**EXERCISE INPUT:**
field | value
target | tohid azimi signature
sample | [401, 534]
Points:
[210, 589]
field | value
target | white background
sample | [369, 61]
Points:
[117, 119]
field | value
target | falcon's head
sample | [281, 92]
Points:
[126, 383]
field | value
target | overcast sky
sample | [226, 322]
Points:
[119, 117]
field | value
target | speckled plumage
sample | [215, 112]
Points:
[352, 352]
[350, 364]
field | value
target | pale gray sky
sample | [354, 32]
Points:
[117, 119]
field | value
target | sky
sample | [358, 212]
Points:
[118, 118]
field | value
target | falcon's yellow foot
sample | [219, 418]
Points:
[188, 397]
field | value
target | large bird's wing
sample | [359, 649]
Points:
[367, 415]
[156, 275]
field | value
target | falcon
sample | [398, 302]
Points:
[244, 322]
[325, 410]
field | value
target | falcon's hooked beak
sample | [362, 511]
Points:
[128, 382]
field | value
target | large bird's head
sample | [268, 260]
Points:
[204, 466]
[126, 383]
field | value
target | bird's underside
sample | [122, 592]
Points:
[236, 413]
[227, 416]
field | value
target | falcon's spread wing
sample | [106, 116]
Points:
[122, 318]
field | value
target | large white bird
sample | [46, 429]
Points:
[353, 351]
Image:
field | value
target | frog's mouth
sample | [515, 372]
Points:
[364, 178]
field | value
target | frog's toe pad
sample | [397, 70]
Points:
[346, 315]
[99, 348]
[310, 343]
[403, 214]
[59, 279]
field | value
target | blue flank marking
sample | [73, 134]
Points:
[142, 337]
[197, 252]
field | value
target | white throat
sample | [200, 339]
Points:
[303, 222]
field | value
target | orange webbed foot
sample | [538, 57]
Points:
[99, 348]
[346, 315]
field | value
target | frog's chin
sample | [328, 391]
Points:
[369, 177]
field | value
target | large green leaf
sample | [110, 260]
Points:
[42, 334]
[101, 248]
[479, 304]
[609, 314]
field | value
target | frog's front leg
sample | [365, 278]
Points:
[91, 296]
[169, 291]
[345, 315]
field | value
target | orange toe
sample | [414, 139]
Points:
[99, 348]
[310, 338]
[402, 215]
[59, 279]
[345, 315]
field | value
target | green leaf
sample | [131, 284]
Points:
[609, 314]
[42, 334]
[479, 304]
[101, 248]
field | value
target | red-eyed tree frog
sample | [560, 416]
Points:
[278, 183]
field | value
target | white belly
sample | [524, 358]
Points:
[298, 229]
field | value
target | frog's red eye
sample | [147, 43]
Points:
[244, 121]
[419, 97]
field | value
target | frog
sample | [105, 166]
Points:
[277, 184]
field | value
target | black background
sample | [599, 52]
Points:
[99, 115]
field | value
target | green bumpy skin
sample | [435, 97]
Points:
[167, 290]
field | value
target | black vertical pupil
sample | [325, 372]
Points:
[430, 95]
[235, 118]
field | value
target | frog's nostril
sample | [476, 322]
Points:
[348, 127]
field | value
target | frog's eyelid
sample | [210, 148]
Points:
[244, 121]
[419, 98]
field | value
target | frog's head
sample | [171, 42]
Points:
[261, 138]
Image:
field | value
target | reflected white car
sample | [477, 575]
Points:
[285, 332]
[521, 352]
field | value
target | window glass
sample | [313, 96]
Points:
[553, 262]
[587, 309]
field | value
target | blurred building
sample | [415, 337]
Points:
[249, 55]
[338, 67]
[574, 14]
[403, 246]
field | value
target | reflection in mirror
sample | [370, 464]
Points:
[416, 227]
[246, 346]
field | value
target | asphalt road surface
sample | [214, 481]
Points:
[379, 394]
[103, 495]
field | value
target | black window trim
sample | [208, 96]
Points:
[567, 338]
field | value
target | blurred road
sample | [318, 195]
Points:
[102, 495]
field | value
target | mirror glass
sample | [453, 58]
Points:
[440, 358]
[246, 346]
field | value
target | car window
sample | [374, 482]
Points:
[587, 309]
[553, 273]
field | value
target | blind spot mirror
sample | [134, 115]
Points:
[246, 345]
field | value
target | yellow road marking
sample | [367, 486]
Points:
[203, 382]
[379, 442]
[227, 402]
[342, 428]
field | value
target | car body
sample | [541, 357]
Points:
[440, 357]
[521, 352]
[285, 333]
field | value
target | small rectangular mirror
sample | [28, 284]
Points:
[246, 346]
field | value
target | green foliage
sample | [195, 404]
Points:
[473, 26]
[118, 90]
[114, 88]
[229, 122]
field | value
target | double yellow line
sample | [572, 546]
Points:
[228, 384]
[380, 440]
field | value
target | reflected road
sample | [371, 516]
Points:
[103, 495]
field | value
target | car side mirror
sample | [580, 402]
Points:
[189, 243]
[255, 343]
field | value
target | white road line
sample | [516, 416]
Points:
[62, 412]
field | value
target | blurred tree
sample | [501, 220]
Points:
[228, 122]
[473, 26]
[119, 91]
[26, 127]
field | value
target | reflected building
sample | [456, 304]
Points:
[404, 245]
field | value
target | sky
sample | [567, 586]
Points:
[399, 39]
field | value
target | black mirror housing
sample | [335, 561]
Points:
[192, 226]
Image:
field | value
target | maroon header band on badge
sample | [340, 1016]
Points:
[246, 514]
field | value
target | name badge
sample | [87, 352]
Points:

**PROBLEM REQUIREMENTS:** Go through the records above and set each one down exactly, please.

**OUTPUT OF THE EXERCISE:**
field | value
target | tohid azimi signature
sample | [401, 534]
Points:
[210, 589]
field | value
target | white background
sample | [369, 61]
Points:
[117, 119]
field | value
target | falcon's head
sample | [281, 92]
Points:
[126, 383]
field | value
target | overcast sky
sample | [226, 322]
Points:
[119, 117]
field | value
target | speckled plumage
sample | [215, 112]
Points:
[352, 352]
[350, 364]
field | value
target | pale gray sky
sample | [354, 32]
Points:
[117, 119]
field | value
target | sky
sample | [358, 212]
Points:
[118, 118]
field | value
target | falcon's yellow foot
sample | [219, 418]
Points:
[188, 397]
field | value
target | large bird's wing
sample | [359, 649]
Points:
[367, 415]
[156, 275]
field | value
target | falcon
sample | [398, 302]
Points:
[244, 322]
[325, 410]
field | value
target | falcon's hooked beak
sample | [362, 511]
Points:
[128, 382]
field | value
target | large bird's head
sample | [268, 260]
Points:
[204, 466]
[126, 383]
field | value
target | bird's underside
sample | [122, 592]
Points:
[236, 413]
[227, 416]
field | value
target | falcon's spread wing
sample | [106, 116]
Points:
[122, 318]
field | value
target | large white bird
sample | [46, 429]
Points:
[353, 351]
Image:
field | value
target | frog's mouth
sample | [515, 372]
Points:
[364, 178]
field | value
target | frog's toe pad
sample | [397, 70]
Points:
[346, 315]
[99, 348]
[310, 343]
[403, 214]
[59, 279]
field | value
target | blue flank marking
sample | [73, 134]
Points:
[142, 337]
[197, 252]
field | value
target | white throat
sample | [200, 339]
Points:
[303, 222]
field | value
target | orange webbed foot
sample | [538, 57]
Points:
[99, 348]
[346, 315]
field | value
target | frog's chin
sample | [328, 391]
Points:
[369, 177]
field | value
target | large green leaf
sample | [110, 260]
Points:
[42, 334]
[101, 248]
[479, 304]
[609, 314]
field | value
target | frog's front leg
sample | [365, 278]
Points:
[91, 296]
[169, 291]
[345, 315]
field | value
target | orange toe
sample | [414, 139]
Points:
[99, 348]
[310, 338]
[402, 215]
[59, 279]
[345, 315]
field | value
target | green leaf
sample | [131, 284]
Points:
[609, 314]
[42, 334]
[479, 304]
[101, 248]
field | value
target | red-eyed tree frog
sample | [560, 416]
Points:
[278, 183]
field | value
target | white belly
sample | [524, 358]
Points:
[298, 229]
field | value
target | frog's red eye
sample | [147, 43]
Points:
[244, 121]
[419, 97]
field | value
target | frog
sample | [105, 166]
Points:
[277, 184]
field | value
target | black background
sample | [599, 52]
Points:
[99, 115]
field | value
target | green bumpy skin
sample | [435, 97]
Points:
[167, 290]
field | value
target | black vertical pupil
sample | [325, 372]
Points:
[430, 95]
[235, 118]
field | value
target | frog's nostril
sample | [476, 322]
Points:
[348, 127]
field | value
target | frog's eyelid
sample | [210, 148]
Points:
[244, 121]
[419, 98]
field | value
target | frog's head
sample | [171, 42]
Points:
[261, 138]
Image:
field | value
target | reflected white car
sample | [477, 575]
Points:
[285, 332]
[521, 352]
field | value
target | window glass
sample | [313, 96]
Points:
[553, 262]
[587, 309]
field | value
target | blurred building
sample | [415, 337]
Points:
[249, 55]
[338, 67]
[574, 14]
[403, 246]
field | value
target | reflection in mirror
sample | [370, 464]
Points:
[416, 227]
[246, 346]
field | value
target | asphalt road surface
sample | [214, 481]
Points:
[379, 394]
[103, 495]
field | value
target | black window trim
sample | [208, 96]
Points:
[567, 338]
field | value
target | blurred road
sample | [318, 195]
Points:
[102, 495]
field | value
target | mirror glass
sample | [453, 58]
Points:
[440, 358]
[246, 346]
field | value
target | car window
sample | [374, 482]
Points:
[587, 309]
[553, 273]
field | value
target | blind spot mirror
sample | [134, 115]
Points:
[246, 345]
field | value
target | yellow road marking
sample | [367, 486]
Points:
[203, 382]
[379, 442]
[227, 402]
[342, 428]
field | value
target | car body
sample | [541, 357]
Points:
[440, 357]
[521, 352]
[285, 333]
field | value
target | small rectangular mirror
sample | [28, 284]
Points:
[246, 346]
field | value
target | green foliage
sample | [195, 404]
Points:
[473, 26]
[118, 90]
[114, 88]
[229, 122]
field | value
target | double yellow line
sample | [572, 546]
Points:
[228, 384]
[380, 440]
field | value
target | reflected road
sample | [371, 516]
Points:
[103, 495]
field | value
target | car side mirror
sample | [580, 402]
Points:
[189, 243]
[255, 343]
field | value
target | white road line
sample | [516, 416]
Points:
[62, 412]
field | value
target | blurred tree
sample | [501, 220]
Points:
[228, 122]
[473, 26]
[119, 91]
[26, 127]
field | value
target | reflected building
sample | [456, 304]
Points:
[404, 245]
field | value
target | sky
sample | [567, 586]
Points:
[399, 39]
field | value
target | black mirror housing
sample | [335, 561]
Points:
[192, 226]
Image:
field | value
target | maroon header band on badge
sample | [340, 1016]
Points:
[246, 514]
field | value
target | name badge
sample | [87, 352]
Points:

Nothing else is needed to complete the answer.